(Written request)
Copy the data from the start through the line containing "[275,205,364,254]", swapping every "sneaker" for "running shoe" and leaving everything else as it is.
== == ==
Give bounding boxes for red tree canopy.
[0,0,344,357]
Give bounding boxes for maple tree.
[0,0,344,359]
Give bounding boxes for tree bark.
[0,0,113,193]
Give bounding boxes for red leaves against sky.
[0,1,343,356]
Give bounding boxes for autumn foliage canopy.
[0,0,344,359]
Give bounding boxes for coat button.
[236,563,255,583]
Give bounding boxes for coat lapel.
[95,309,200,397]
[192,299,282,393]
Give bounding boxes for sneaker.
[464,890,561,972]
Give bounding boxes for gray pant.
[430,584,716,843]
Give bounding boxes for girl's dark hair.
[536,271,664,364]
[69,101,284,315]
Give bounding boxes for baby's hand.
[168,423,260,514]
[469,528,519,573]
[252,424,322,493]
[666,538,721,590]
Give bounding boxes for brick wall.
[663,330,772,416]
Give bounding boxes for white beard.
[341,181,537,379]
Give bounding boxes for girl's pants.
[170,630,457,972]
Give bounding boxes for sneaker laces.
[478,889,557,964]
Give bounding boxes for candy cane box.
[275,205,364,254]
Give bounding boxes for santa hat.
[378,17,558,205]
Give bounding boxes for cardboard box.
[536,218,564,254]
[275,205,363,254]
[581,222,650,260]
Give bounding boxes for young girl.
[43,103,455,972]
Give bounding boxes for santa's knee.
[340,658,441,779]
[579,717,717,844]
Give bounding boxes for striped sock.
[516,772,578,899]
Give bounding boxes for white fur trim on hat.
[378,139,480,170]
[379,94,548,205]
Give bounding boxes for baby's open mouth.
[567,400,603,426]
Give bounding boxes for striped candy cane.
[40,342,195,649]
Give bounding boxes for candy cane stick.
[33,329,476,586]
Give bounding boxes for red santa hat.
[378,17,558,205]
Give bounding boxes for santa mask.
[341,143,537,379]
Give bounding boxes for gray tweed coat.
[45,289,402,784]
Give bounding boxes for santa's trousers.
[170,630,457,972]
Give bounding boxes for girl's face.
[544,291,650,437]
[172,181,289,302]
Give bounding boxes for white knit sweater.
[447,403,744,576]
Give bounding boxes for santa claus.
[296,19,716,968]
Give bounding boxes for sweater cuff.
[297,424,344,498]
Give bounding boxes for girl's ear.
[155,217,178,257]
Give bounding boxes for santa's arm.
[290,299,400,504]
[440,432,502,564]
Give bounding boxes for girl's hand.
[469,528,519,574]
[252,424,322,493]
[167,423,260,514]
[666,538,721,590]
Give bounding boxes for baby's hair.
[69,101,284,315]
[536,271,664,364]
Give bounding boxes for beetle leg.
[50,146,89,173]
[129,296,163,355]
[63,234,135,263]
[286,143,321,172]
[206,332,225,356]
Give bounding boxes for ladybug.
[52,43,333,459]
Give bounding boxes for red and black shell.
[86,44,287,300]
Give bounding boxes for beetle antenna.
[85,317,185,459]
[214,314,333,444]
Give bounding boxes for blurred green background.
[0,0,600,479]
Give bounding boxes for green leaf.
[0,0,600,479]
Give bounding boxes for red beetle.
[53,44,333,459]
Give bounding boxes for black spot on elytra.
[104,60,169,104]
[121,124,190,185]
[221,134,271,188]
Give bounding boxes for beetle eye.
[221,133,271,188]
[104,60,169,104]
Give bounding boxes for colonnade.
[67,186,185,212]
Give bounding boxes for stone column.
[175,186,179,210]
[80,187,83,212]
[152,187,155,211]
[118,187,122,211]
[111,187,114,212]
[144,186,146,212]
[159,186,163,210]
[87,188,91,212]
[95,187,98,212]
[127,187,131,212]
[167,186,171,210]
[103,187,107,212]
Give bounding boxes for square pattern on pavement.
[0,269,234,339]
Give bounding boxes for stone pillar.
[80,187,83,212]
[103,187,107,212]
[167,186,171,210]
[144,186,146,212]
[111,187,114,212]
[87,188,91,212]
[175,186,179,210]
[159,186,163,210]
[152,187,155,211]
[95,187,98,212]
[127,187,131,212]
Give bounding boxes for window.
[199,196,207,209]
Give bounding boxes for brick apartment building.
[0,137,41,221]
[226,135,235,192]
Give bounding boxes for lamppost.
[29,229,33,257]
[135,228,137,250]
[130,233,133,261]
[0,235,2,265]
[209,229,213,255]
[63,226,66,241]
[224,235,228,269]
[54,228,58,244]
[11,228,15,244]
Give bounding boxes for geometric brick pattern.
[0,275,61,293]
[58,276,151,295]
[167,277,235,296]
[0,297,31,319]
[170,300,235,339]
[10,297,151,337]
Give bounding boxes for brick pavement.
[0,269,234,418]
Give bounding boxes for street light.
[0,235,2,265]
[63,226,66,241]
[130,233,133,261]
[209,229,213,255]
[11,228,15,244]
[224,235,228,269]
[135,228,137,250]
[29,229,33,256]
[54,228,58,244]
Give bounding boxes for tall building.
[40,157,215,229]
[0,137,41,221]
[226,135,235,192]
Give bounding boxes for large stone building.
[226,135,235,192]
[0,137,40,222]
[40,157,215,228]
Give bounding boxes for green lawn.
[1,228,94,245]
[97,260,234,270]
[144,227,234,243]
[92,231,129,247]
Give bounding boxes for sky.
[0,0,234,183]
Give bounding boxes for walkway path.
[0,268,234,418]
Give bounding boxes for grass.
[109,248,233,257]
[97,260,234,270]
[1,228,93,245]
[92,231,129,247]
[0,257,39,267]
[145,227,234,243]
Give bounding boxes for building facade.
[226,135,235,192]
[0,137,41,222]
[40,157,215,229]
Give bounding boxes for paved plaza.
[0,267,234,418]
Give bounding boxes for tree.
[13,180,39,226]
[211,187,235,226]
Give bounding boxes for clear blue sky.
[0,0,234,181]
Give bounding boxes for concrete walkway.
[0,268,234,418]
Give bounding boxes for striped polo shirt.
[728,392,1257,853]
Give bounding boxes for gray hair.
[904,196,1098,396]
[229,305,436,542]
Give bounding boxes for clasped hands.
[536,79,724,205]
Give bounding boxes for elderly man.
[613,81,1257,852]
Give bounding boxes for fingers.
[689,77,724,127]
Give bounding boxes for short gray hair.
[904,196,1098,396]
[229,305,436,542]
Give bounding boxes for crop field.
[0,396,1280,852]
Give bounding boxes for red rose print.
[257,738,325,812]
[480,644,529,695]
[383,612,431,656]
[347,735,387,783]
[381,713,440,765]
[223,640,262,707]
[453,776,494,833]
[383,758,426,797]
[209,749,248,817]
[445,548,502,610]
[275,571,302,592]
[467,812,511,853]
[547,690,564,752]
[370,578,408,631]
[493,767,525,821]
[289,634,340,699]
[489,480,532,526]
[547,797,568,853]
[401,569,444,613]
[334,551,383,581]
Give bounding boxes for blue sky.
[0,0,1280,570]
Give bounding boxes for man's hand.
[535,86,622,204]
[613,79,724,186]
== == ==
(Problem solution)
Give bounding boxes for red tree canopy.
[0,0,344,357]
Give bounding boxes for maple tree.
[0,0,344,359]
Give bounding boxes for tree bark.
[0,0,113,193]
Give bounding boxes for red leaves against sky.
[0,1,343,356]
Give bounding boxes for autumn foliage canopy.
[0,0,344,359]
Give bounding boxes for coat button.
[236,563,255,583]
Give bounding boxes for coat lapel.
[95,309,200,397]
[192,299,282,393]
Give bounding boxes for running shoe.
[464,890,561,972]
Give bounding boxes for gray pant.
[430,584,716,843]
Give bounding boxes for girl's dark hair.
[536,271,664,364]
[69,101,284,315]
Give bounding boxes for baby's hand.
[168,423,260,514]
[469,528,519,573]
[252,424,322,493]
[666,538,721,590]
Give bounding boxes for brick wall.
[663,330,772,416]
Give bounding boxes for white beard.
[341,181,537,379]
Give bounding boxes for girl's pants.
[170,630,457,972]
Give bounding boxes for running shoe laces.
[478,889,557,964]
Give bounding boxes for candy cane box.
[275,205,364,254]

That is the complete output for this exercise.